Copy the entries from the line containing "lipstick and record the pixel coordinates." through the end of the entries, changing every "pixel coordinates" to "x and y coordinates" and leaving everything else as it is.
────────────────────────────────────────
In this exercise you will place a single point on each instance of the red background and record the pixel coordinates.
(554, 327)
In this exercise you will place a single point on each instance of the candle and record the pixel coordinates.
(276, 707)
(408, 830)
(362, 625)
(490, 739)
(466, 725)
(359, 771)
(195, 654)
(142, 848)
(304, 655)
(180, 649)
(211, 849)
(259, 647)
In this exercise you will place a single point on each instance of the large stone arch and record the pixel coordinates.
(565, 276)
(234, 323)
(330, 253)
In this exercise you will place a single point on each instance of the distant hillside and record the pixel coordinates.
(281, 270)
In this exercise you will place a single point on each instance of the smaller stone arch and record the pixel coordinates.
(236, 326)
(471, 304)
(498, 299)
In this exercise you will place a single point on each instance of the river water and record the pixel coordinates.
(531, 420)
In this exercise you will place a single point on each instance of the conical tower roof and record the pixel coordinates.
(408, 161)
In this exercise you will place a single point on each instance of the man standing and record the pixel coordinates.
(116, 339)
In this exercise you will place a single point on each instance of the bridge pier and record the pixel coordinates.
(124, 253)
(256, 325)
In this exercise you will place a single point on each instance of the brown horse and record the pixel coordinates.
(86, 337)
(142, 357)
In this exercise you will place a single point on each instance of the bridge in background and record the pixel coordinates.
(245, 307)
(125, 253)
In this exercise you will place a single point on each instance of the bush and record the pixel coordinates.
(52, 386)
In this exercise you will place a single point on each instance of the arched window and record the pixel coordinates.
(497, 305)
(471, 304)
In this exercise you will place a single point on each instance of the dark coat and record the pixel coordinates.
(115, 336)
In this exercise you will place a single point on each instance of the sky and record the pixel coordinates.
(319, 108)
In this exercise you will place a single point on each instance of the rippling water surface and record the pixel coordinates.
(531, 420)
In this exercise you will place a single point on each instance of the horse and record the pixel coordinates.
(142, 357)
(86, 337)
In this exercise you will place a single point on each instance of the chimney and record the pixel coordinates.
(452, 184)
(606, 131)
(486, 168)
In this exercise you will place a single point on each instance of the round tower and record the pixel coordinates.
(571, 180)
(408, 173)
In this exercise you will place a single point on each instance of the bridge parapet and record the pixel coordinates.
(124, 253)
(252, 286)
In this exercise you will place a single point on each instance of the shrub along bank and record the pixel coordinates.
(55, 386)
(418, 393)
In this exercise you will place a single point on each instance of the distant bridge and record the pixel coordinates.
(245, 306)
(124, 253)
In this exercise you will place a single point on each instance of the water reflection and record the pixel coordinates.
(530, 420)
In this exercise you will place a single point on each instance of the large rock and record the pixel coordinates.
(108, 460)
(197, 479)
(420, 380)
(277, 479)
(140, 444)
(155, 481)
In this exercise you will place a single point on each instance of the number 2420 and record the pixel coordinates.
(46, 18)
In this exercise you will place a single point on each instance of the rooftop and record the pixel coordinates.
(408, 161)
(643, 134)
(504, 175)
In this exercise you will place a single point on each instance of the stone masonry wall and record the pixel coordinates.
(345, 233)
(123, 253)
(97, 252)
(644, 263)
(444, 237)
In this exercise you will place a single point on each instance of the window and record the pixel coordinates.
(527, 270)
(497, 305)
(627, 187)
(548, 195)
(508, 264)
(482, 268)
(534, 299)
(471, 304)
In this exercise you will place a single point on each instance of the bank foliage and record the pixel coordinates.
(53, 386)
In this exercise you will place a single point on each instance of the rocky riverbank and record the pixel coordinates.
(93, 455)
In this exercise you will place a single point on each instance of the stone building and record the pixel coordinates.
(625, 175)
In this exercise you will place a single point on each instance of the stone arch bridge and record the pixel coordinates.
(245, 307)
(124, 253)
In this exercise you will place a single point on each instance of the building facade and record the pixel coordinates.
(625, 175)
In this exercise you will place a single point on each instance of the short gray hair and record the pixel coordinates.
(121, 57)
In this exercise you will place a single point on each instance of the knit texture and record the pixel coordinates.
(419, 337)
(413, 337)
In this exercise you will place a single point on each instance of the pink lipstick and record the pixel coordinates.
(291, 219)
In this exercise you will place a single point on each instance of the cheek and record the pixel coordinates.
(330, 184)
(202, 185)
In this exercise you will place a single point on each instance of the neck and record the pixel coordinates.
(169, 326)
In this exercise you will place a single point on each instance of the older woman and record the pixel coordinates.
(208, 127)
────────────────────────────────────────
## Solution
In this exercise you will place a single point on each instance of the pink lipstick and record the x and y coordinates.
(291, 219)
In this exercise you will place a single point on each instance of the cheek and record the x and y coordinates.
(330, 184)
(202, 185)
In this exercise you will place a single point on each instance of the neck and record the x and y coordinates.
(169, 326)
In this exercise you will place a single point on each instance of the older woman and record the x and y coordinates.
(208, 127)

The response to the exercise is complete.